→ **WRITTEN INSTRUCTION**:
The records that follow must be reproduced in full, exactly as written.

Dataset excerpts on object pointing
┄┄┄┄┄┄┄┄┄┄
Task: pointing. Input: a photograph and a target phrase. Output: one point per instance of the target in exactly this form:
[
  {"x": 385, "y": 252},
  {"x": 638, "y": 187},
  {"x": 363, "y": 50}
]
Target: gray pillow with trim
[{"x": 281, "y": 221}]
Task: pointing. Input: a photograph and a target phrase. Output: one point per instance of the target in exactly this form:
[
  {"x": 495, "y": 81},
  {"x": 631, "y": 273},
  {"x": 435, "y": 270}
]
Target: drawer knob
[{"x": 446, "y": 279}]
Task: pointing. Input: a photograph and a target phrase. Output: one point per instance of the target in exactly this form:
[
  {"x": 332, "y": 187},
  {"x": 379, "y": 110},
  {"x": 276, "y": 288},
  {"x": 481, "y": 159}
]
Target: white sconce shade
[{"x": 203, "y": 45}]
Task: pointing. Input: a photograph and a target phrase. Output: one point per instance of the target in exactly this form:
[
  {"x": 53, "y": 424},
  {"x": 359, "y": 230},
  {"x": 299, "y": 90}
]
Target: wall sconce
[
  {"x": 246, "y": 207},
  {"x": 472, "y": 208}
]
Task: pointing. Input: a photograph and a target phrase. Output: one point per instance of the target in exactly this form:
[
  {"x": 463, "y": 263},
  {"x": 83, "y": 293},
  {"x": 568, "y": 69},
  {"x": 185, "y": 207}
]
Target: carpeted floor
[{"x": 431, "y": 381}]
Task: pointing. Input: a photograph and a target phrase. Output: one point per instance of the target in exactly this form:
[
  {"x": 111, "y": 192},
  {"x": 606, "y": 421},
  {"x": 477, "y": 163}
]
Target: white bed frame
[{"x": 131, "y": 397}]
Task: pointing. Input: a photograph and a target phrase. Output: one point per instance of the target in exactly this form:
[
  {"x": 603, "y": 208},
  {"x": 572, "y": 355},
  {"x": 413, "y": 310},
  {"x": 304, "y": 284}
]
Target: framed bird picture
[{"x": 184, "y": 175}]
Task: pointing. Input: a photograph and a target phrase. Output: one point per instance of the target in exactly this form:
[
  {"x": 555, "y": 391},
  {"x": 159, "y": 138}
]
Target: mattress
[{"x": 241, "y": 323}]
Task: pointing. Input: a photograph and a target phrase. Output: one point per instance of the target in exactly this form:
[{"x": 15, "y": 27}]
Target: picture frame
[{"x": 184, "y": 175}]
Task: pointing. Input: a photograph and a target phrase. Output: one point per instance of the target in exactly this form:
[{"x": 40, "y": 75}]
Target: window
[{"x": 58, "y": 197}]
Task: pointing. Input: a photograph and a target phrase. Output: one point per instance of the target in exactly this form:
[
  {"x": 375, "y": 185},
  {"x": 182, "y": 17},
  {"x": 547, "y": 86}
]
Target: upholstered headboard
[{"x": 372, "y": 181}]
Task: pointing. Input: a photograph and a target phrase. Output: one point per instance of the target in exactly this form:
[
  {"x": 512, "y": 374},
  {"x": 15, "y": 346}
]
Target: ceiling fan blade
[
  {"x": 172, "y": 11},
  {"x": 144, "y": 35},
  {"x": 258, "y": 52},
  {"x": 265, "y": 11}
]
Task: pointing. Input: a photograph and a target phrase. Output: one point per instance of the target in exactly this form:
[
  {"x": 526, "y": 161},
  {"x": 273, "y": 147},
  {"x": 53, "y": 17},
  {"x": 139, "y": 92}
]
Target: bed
┄┄┄┄┄┄┄┄┄┄
→ **TASK ANSWER**:
Task: pointing. Input: a photograph and a target phrase. Output: one point per instance of the target in exactly this form:
[
  {"x": 385, "y": 252},
  {"x": 638, "y": 187},
  {"x": 363, "y": 50}
]
Target: gray pillow with trim
[{"x": 281, "y": 221}]
Task: pointing. Input: a photograph and a target phrase. Output: one point per instance of the target in exactly this form:
[
  {"x": 495, "y": 81},
  {"x": 631, "y": 273},
  {"x": 435, "y": 270}
]
Target: drawer knob
[{"x": 446, "y": 279}]
Task: pointing. Input: a photograph and a target phrase. Output: one point per instance of the target in exactly this form:
[
  {"x": 332, "y": 187},
  {"x": 379, "y": 110},
  {"x": 276, "y": 288},
  {"x": 481, "y": 159}
]
Target: white sconce shade
[{"x": 203, "y": 45}]
Task: pointing. Input: a photograph and a target phrase. Output: one point per instance of the target in exactly this form:
[
  {"x": 53, "y": 424},
  {"x": 359, "y": 230},
  {"x": 299, "y": 90}
]
Target: wall sconce
[
  {"x": 246, "y": 207},
  {"x": 472, "y": 208}
]
Task: pointing. Input: a photograph and a target phrase. Output: one point per instance of the target in exactly this form:
[
  {"x": 463, "y": 263},
  {"x": 83, "y": 293},
  {"x": 568, "y": 69},
  {"x": 185, "y": 207}
]
Target: carpeted floor
[{"x": 431, "y": 381}]
Task: pointing. Input: a photograph and a target phrase. Output: one point per instance of the target in exactly this form:
[
  {"x": 111, "y": 192},
  {"x": 606, "y": 421},
  {"x": 477, "y": 163}
]
Target: white bed frame
[{"x": 131, "y": 397}]
Task: pointing. Input: a photograph and a target phrase. Output: one point per instance of the target in exactly this form:
[
  {"x": 603, "y": 208},
  {"x": 572, "y": 355},
  {"x": 413, "y": 310},
  {"x": 304, "y": 284}
]
Target: framed bird picture
[{"x": 184, "y": 175}]
Task: pointing. Input: a photograph and a target phrase. Output: one point per instance of the target in exactly this form:
[
  {"x": 555, "y": 391},
  {"x": 159, "y": 138}
]
Target: mattress
[{"x": 241, "y": 323}]
Task: pointing. Input: a photograph and a target phrase. Output: one point per instance of the target in exactly this form:
[{"x": 15, "y": 27}]
Target: picture frame
[{"x": 184, "y": 175}]
Task: pointing. Input: a photograph and a target phrase. Output: one point per instance of the target in exactly this form:
[{"x": 40, "y": 75}]
Target: window
[{"x": 58, "y": 197}]
Task: pointing. Input: a photograph and a target phrase. Output: one point per instance of the target in exactly this form:
[
  {"x": 375, "y": 185},
  {"x": 182, "y": 17},
  {"x": 547, "y": 86}
]
Target: upholstered headboard
[{"x": 372, "y": 181}]
Task: pointing. Input: a photograph and a target phrase. Output: one point per instance of the target in exactly this form:
[
  {"x": 512, "y": 374},
  {"x": 15, "y": 346}
]
Target: ceiling fan blade
[
  {"x": 172, "y": 11},
  {"x": 144, "y": 35},
  {"x": 258, "y": 52},
  {"x": 265, "y": 11}
]
Task: pointing. Input: a photograph and a target phrase. Output: one point per instance of the target in exactly this form:
[
  {"x": 526, "y": 161},
  {"x": 273, "y": 147},
  {"x": 53, "y": 17},
  {"x": 139, "y": 92}
]
Target: bed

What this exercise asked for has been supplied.